• _Required action_:
Please copy, with no word changed, only the run of lines that opens with the line containing "point: person standing" and closes with the last line below.

START Exercise materials

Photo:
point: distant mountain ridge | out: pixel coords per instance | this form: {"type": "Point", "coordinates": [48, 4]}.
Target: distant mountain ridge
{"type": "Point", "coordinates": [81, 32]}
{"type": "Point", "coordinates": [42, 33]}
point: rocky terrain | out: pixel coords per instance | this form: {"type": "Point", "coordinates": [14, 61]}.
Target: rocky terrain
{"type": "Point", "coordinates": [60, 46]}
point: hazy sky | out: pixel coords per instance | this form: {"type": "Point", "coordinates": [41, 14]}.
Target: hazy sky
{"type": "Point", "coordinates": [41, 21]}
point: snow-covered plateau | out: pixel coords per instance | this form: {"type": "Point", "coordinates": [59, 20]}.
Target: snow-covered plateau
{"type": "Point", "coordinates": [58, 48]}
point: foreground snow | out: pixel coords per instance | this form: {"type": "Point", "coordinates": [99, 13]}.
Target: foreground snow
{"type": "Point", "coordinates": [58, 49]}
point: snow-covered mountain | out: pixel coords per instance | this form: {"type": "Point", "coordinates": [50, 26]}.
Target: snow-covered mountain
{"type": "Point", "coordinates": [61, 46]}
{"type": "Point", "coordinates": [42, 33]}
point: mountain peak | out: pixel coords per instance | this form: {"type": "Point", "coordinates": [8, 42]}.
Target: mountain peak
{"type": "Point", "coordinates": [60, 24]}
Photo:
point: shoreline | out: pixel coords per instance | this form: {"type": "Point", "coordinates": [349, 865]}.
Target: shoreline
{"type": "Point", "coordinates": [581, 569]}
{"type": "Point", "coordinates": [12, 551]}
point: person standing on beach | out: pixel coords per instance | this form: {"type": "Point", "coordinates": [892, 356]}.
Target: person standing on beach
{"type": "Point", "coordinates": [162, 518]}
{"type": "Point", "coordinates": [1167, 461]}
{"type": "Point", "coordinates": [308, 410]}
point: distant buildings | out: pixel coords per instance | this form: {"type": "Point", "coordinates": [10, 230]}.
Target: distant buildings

END Exercise materials

• _Solution for this task_:
point: person standing on beach | out: pixel coords per instance | this form: {"type": "Point", "coordinates": [892, 356]}.
Target: person standing on beach
{"type": "Point", "coordinates": [162, 518]}
{"type": "Point", "coordinates": [1167, 461]}
{"type": "Point", "coordinates": [308, 410]}
point: distant buildings | out: pixel coords per instance | this form: {"type": "Point", "coordinates": [10, 230]}.
Target: distant buildings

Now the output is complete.